What you have to do: Arrange the stretch of entries from the start through the line containing "pixel 264 222" as a two-column CSV with the headers entry_text and answer, one row per entry. Put each value in a single quoted field with line breaks turned into spaces, and leave the pictures out.
-------- Entries shown
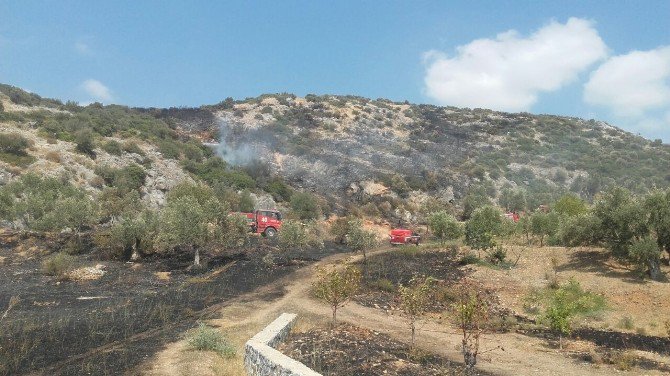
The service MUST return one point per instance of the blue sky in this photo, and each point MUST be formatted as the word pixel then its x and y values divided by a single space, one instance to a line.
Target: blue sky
pixel 565 57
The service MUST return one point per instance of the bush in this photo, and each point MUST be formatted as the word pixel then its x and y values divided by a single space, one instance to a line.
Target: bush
pixel 13 143
pixel 84 141
pixel 206 338
pixel 444 226
pixel 293 235
pixel 133 148
pixel 337 287
pixel 305 206
pixel 485 224
pixel 112 147
pixel 58 265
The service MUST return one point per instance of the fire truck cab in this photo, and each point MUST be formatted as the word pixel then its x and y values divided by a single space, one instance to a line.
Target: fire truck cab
pixel 264 222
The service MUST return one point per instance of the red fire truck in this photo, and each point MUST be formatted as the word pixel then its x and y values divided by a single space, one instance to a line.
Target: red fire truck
pixel 403 236
pixel 265 222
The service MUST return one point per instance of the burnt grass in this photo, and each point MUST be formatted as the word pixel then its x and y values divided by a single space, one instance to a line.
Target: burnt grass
----------------
In response:
entry_text,answer
"The service MUST return one point per instance of the blue sky in this photo, and each point MUST be formatted as the word pixel then its x and y values divided by a single space, one instance to a line. Target: blue sky","pixel 565 57"
"The service MUST return one point per instance of the bush in this photo, and each point MUST be formatted as the word pixel then its x and y values divided by a single space, one instance to a line. Target: bush","pixel 13 143 pixel 84 141 pixel 206 338 pixel 444 226 pixel 293 235 pixel 133 148 pixel 337 287 pixel 305 206 pixel 485 224 pixel 112 147 pixel 58 265"
"The service MUST return one point per instance of the fire truck cab in this photo, and each point MUST be formatted as the word pixel then its x and y values divided by a single space, one instance to a line. Target: fire truck cab","pixel 264 222"